• _WORK TO COMPLETE_
Output every line of the records below as a Markdown table with the columns Row and Line, numbering each line and leaving out blank lines.

(begin)

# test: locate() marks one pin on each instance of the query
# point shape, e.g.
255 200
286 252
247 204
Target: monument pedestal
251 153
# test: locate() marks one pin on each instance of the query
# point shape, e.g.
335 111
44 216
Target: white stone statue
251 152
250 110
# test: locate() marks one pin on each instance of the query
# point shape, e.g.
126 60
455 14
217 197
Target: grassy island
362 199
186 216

(end)

• _SOLUTION FOR THIS TASK_
| Row | Line |
|---|---|
| 1 | # test: locate() marks one pin on each instance of the query |
| 2 | # point shape, e.g. |
| 3 | 255 200 |
| 4 | 286 252 |
| 5 | 247 204 |
| 6 | Target: monument pedestal |
| 7 | 251 153 |
| 8 | # test: locate() marks one pin on each instance of the query |
| 9 | # point shape, e.g. |
| 10 | 335 111 |
| 11 | 44 216 |
| 12 | Target: white stone statue |
| 13 | 251 152 |
| 14 | 250 110 |
| 15 | # test: locate() marks one pin on each instance of the query |
| 16 | # point shape, e.g. |
| 17 | 126 60 |
| 18 | 455 14 |
| 19 | 217 197 |
| 20 | Target: grassy island |
| 21 | 362 199 |
| 22 | 186 216 |